■ Work required ■
Reproduce the rows without changes, starting at the line containing "like point(657, 388)?" and continuing through the final line of the rows, with both ends included.

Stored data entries
## BEGIN

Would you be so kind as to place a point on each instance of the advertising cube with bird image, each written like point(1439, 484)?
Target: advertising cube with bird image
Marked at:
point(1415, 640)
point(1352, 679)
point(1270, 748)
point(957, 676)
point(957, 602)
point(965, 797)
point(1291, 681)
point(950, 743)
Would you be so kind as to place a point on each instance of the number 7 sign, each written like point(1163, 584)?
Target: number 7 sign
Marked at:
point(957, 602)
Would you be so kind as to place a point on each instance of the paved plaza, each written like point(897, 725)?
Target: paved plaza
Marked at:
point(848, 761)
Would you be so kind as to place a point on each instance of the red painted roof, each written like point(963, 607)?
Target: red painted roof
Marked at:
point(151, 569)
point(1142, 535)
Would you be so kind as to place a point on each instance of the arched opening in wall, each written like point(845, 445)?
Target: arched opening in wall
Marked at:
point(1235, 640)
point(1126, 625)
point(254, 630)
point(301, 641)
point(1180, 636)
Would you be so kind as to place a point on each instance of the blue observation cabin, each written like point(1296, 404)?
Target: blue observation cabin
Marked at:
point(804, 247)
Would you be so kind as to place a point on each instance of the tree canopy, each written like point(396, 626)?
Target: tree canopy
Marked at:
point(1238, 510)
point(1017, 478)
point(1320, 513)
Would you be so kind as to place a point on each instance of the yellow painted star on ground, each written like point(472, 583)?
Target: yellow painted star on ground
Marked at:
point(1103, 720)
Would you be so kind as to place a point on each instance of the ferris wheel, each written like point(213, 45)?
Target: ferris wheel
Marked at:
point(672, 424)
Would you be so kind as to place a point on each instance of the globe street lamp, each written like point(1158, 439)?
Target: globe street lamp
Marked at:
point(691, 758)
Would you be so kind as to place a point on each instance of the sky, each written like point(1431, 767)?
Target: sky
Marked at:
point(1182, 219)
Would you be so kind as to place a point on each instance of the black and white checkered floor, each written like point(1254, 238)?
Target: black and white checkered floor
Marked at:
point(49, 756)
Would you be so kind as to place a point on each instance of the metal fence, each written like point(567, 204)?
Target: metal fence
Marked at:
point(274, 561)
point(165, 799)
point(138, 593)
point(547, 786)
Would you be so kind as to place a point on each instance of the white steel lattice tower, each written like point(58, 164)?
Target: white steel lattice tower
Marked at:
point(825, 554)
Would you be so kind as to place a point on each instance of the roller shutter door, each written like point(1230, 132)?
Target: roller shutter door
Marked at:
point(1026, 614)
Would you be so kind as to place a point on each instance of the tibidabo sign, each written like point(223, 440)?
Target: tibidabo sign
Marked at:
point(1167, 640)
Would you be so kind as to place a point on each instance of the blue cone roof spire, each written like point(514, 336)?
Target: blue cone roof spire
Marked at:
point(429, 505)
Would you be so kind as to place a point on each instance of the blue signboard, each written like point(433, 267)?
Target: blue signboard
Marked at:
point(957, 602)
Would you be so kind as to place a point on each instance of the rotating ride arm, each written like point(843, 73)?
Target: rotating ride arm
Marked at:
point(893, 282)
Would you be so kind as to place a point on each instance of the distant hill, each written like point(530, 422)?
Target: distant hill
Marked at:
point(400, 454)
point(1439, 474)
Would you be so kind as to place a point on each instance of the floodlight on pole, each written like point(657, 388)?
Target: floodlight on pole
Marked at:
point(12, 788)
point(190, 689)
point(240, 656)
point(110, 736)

## END

■ Completed task ■
Would you be so kind as to place a point on each instance of the floodlight on pole, each written like point(657, 388)?
Target: floodlight on pole
Marked at:
point(12, 788)
point(190, 689)
point(240, 656)
point(110, 736)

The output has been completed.